Heaven help me, but September first REALLY is going to come, and I’m already exhausted.

I swear that I’m not simply going to keep feeding you You Tube videos…actually, I’d planned to write about the lovely hostas in my garden that look like girls in big skirts, but then my friend Beth sent me this wonderful video of a man who, in my book, is a genius. Genius trumps hostas every time!

I wonder if this trick works on babies? Jenny, Amy, Allie…I’ll bet you would hire this guy in an instant!

No doubt you’ve already seen this and have been happy for WEEKS…but I have just discovered it.
Now that my baby birds have flown away, this is my new way of cheering myself up. Watch it and enjoy–be sure your volume is turned on!

Summer writing is very different from winter writing, I’ve found. This summer I am stationed out on the screened porch…which looks, I know,  like a very calm and placid world. I mean, as long as it’s not raining, of course.

I sit out here and work on my novel, drink iced tea, and every now and then jump up and spray soap solution on my plants. (That plant in the picture, for instance? The one that looks so lush with its purple flowers? It’s currently a patient in  my special Soap Hospital for Plants and has about a 50% chance of survival, I’d say, due to an infestation of aphids that I am every day at war with.)

But my main job, now that I am out here on the porch viewing nature’s ways first hand, is as a nanny to a family of cardinals who are living in the bush that is just on the other side of the screen on the upper right of this picture.

-------------------------

TASK GOAL -
Reproduce the passage of the garden-and-porch post from "Now that my" up to and including "raining, of course.", word for word.

GIVEN DATA -
-------------------------

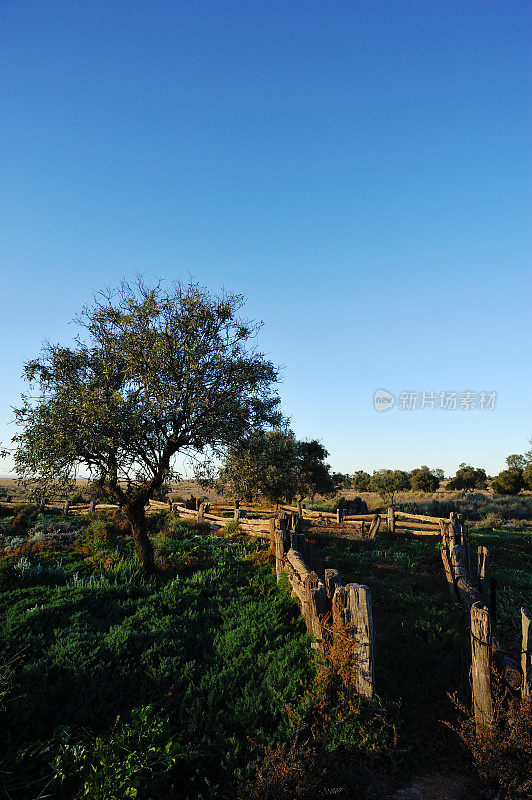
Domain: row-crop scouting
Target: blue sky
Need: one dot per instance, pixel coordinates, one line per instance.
(360, 171)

-------------------------

RESULT BELOW -
Now that my baby birds have flown away, this is my new way of cheering myself up. Watch it and enjoy–be sure your volume is turned on!

Summer writing is very different from winter writing, I’ve found. This summer I am stationed out on the screened porch…which looks, I know,  like a very calm and placid world. I mean, as long as it’s not raining, of course.